* PROBLEM TO WORK ON: Set down the line that contains "the rear door" and every line after it to the end of the entries, exactly as they stand and nothing more.
---------- DATASET EXCERPTS ----------
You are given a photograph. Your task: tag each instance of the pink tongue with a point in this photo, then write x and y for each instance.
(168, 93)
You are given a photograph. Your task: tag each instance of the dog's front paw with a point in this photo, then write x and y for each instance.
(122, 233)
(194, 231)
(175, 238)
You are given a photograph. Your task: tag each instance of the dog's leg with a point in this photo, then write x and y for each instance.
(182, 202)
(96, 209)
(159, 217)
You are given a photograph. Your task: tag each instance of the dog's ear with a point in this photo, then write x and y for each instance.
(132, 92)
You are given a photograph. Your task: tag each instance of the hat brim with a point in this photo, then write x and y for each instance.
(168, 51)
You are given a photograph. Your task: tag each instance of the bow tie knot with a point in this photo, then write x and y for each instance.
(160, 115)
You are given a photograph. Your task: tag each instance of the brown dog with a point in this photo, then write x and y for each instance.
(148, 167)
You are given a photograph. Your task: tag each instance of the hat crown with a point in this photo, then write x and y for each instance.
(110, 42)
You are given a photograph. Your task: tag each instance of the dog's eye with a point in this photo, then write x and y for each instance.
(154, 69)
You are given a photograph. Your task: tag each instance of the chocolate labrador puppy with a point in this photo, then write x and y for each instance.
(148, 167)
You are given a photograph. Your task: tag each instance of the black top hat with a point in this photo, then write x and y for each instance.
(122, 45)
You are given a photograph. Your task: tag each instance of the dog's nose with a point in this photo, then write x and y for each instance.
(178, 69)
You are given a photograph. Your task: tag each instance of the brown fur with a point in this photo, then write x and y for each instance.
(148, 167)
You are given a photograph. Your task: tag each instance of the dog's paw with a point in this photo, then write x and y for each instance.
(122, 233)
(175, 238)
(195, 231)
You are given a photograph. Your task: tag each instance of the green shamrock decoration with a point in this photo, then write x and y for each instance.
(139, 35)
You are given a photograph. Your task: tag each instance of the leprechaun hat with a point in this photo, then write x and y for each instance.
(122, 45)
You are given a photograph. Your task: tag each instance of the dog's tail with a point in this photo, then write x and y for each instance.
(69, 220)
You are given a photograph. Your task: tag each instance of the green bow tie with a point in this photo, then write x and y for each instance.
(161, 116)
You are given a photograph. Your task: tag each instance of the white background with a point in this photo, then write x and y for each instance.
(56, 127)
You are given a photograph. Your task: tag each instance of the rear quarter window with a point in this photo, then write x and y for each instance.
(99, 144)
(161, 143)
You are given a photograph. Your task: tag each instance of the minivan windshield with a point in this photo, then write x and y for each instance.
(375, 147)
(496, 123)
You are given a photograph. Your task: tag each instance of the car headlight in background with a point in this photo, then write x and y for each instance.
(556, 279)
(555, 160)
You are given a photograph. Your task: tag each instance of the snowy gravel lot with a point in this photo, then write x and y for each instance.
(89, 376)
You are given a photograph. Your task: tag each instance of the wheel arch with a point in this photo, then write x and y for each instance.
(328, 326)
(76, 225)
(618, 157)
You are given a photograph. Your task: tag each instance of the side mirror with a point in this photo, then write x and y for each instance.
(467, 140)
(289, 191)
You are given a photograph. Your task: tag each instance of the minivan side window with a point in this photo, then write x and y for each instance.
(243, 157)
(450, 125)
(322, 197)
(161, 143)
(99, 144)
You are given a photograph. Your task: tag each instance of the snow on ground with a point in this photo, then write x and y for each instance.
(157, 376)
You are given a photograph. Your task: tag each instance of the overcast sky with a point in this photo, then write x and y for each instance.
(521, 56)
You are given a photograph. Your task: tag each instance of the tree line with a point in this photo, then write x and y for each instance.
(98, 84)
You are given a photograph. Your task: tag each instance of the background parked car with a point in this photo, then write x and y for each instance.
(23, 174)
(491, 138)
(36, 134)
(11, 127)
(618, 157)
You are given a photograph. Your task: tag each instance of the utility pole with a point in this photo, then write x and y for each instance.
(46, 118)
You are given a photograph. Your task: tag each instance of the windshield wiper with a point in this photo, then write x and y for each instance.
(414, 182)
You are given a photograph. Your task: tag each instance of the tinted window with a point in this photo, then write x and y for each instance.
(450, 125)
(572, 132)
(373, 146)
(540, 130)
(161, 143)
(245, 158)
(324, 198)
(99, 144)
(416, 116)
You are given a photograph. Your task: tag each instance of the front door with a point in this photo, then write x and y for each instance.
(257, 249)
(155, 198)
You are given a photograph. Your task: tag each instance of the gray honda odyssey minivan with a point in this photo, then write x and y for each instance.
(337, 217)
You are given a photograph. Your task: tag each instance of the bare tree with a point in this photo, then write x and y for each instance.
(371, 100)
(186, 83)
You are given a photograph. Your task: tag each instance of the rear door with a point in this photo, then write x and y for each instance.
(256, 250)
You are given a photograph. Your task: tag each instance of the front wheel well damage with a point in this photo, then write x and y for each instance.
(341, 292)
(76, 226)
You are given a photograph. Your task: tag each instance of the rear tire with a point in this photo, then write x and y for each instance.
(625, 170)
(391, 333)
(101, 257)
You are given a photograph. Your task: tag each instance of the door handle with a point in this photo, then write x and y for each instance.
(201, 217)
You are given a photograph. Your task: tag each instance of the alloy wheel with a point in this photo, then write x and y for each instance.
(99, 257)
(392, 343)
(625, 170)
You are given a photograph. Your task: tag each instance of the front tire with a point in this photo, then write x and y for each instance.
----------
* ANSWER FOR THE TASK:
You are given a photograph. Your task: tag each instance of the rear door with a point in this photo, then write x and y for each instance.
(256, 250)
You are given a photograph. Your task: tag each instance of the front wheel well damage with a point in this photo, then write x and y for each instance.
(341, 292)
(76, 226)
You are given a photograph. Your task: tag each instance of the rear tire with a point in this photo, then write x and y for each instance.
(625, 170)
(391, 333)
(101, 257)
You are given a photograph. Your task: tag each instance of the door handle with a point in this photo, then write x and y for each instance.
(201, 217)
You are given a photograph. Your task: tag each instance of the alloy wheel with a point in this photo, then write x and y for each instance.
(99, 257)
(392, 343)
(625, 170)
You are given a photograph. Your task: tag each instance of the front tire with a point in this photo, then write x and y for each instance.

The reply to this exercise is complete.